### [Task requirements]
Please collect every line of the records below that contains the word "solar", copying each line unchanged.

★ ★ ★ ★ ★

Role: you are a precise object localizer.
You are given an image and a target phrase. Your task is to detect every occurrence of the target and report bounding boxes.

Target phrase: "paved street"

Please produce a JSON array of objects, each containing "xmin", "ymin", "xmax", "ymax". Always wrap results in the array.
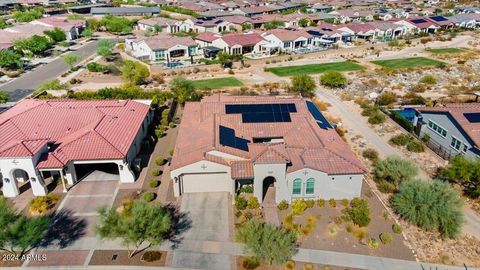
[
  {"xmin": 172, "ymin": 192, "xmax": 231, "ymax": 270},
  {"xmin": 0, "ymin": 41, "xmax": 98, "ymax": 101}
]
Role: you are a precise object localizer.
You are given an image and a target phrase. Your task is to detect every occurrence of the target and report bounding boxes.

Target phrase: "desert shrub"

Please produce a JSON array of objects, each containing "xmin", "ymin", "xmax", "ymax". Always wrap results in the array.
[
  {"xmin": 392, "ymin": 181, "xmax": 464, "ymax": 238},
  {"xmin": 152, "ymin": 169, "xmax": 162, "ymax": 176},
  {"xmin": 155, "ymin": 157, "xmax": 167, "ymax": 166},
  {"xmin": 317, "ymin": 199, "xmax": 325, "ymax": 207},
  {"xmin": 368, "ymin": 238, "xmax": 380, "ymax": 249},
  {"xmin": 235, "ymin": 196, "xmax": 248, "ymax": 210},
  {"xmin": 392, "ymin": 223, "xmax": 402, "ymax": 233},
  {"xmin": 373, "ymin": 156, "xmax": 418, "ymax": 188},
  {"xmin": 292, "ymin": 199, "xmax": 307, "ymax": 215},
  {"xmin": 328, "ymin": 198, "xmax": 337, "ymax": 207},
  {"xmin": 379, "ymin": 232, "xmax": 393, "ymax": 245},
  {"xmin": 142, "ymin": 192, "xmax": 155, "ymax": 202},
  {"xmin": 407, "ymin": 140, "xmax": 425, "ymax": 153},
  {"xmin": 148, "ymin": 179, "xmax": 160, "ymax": 188},
  {"xmin": 305, "ymin": 200, "xmax": 315, "ymax": 208},
  {"xmin": 346, "ymin": 198, "xmax": 371, "ymax": 227},
  {"xmin": 141, "ymin": 250, "xmax": 162, "ymax": 262},
  {"xmin": 247, "ymin": 196, "xmax": 260, "ymax": 209},
  {"xmin": 377, "ymin": 181, "xmax": 397, "ymax": 193},
  {"xmin": 420, "ymin": 75, "xmax": 437, "ymax": 84},
  {"xmin": 362, "ymin": 148, "xmax": 379, "ymax": 163},
  {"xmin": 389, "ymin": 133, "xmax": 413, "ymax": 146},
  {"xmin": 242, "ymin": 257, "xmax": 260, "ymax": 270}
]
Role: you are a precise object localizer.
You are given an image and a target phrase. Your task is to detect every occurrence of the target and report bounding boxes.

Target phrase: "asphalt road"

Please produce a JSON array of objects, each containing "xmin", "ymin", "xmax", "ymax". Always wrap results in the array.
[{"xmin": 0, "ymin": 40, "xmax": 98, "ymax": 101}]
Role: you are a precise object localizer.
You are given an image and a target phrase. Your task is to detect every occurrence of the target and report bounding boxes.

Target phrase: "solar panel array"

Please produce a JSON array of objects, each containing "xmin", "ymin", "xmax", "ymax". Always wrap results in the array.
[
  {"xmin": 463, "ymin": 113, "xmax": 480, "ymax": 123},
  {"xmin": 225, "ymin": 103, "xmax": 297, "ymax": 123},
  {"xmin": 219, "ymin": 126, "xmax": 250, "ymax": 151}
]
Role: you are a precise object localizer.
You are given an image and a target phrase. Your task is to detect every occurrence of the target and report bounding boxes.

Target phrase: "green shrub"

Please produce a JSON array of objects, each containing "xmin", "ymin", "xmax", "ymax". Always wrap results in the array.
[
  {"xmin": 305, "ymin": 200, "xmax": 315, "ymax": 208},
  {"xmin": 379, "ymin": 232, "xmax": 393, "ymax": 245},
  {"xmin": 235, "ymin": 196, "xmax": 248, "ymax": 210},
  {"xmin": 292, "ymin": 199, "xmax": 307, "ymax": 216},
  {"xmin": 142, "ymin": 192, "xmax": 155, "ymax": 202},
  {"xmin": 392, "ymin": 181, "xmax": 464, "ymax": 238},
  {"xmin": 248, "ymin": 196, "xmax": 260, "ymax": 209},
  {"xmin": 328, "ymin": 198, "xmax": 337, "ymax": 207},
  {"xmin": 377, "ymin": 181, "xmax": 397, "ymax": 193},
  {"xmin": 152, "ymin": 169, "xmax": 162, "ymax": 176},
  {"xmin": 155, "ymin": 156, "xmax": 167, "ymax": 166},
  {"xmin": 317, "ymin": 199, "xmax": 325, "ymax": 207},
  {"xmin": 407, "ymin": 140, "xmax": 425, "ymax": 153},
  {"xmin": 242, "ymin": 257, "xmax": 260, "ymax": 270},
  {"xmin": 362, "ymin": 148, "xmax": 379, "ymax": 163},
  {"xmin": 373, "ymin": 156, "xmax": 418, "ymax": 188},
  {"xmin": 148, "ymin": 179, "xmax": 160, "ymax": 188},
  {"xmin": 277, "ymin": 200, "xmax": 288, "ymax": 210},
  {"xmin": 346, "ymin": 198, "xmax": 371, "ymax": 227},
  {"xmin": 392, "ymin": 223, "xmax": 402, "ymax": 233}
]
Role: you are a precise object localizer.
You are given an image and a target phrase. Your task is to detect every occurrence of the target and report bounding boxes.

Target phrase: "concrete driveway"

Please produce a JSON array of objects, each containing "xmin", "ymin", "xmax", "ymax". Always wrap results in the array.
[{"xmin": 171, "ymin": 192, "xmax": 231, "ymax": 270}]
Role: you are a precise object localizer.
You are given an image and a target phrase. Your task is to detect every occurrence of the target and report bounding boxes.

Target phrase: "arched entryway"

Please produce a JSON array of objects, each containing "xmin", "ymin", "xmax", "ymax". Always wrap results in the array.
[{"xmin": 262, "ymin": 176, "xmax": 277, "ymax": 204}]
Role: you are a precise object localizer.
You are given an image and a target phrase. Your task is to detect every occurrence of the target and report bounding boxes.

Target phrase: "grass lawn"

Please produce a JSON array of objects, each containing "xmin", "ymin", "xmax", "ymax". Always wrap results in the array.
[
  {"xmin": 192, "ymin": 77, "xmax": 243, "ymax": 89},
  {"xmin": 426, "ymin": 48, "xmax": 465, "ymax": 54},
  {"xmin": 268, "ymin": 61, "xmax": 365, "ymax": 77},
  {"xmin": 372, "ymin": 57, "xmax": 443, "ymax": 68}
]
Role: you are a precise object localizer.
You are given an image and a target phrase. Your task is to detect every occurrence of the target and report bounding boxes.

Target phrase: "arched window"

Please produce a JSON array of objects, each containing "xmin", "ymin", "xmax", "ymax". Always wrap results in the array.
[
  {"xmin": 305, "ymin": 178, "xmax": 315, "ymax": 195},
  {"xmin": 292, "ymin": 178, "xmax": 302, "ymax": 195}
]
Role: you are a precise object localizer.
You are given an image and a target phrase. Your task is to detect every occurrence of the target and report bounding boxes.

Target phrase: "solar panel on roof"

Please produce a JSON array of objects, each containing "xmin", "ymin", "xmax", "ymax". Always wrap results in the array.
[{"xmin": 463, "ymin": 113, "xmax": 480, "ymax": 123}]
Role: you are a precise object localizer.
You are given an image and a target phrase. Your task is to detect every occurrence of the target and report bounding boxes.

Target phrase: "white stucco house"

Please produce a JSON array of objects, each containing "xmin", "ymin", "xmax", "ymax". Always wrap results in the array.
[
  {"xmin": 0, "ymin": 99, "xmax": 153, "ymax": 197},
  {"xmin": 170, "ymin": 94, "xmax": 366, "ymax": 203}
]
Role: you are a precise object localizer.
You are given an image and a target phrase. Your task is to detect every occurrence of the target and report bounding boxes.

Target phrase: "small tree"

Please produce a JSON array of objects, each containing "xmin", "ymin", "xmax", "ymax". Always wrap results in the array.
[
  {"xmin": 121, "ymin": 60, "xmax": 150, "ymax": 85},
  {"xmin": 63, "ymin": 54, "xmax": 80, "ymax": 70},
  {"xmin": 236, "ymin": 220, "xmax": 297, "ymax": 265},
  {"xmin": 392, "ymin": 180, "xmax": 464, "ymax": 238},
  {"xmin": 320, "ymin": 71, "xmax": 347, "ymax": 88},
  {"xmin": 290, "ymin": 75, "xmax": 316, "ymax": 97},
  {"xmin": 373, "ymin": 156, "xmax": 418, "ymax": 188},
  {"xmin": 96, "ymin": 201, "xmax": 172, "ymax": 258},
  {"xmin": 169, "ymin": 77, "xmax": 198, "ymax": 104}
]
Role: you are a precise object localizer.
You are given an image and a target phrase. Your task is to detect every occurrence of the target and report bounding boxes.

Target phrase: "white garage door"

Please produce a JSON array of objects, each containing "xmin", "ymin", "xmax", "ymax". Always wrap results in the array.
[{"xmin": 182, "ymin": 173, "xmax": 233, "ymax": 193}]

★ ★ ★ ★ ★

### [Task solution]
Target phrase: "solar panel array"
Target phrase: "solar panel on roof"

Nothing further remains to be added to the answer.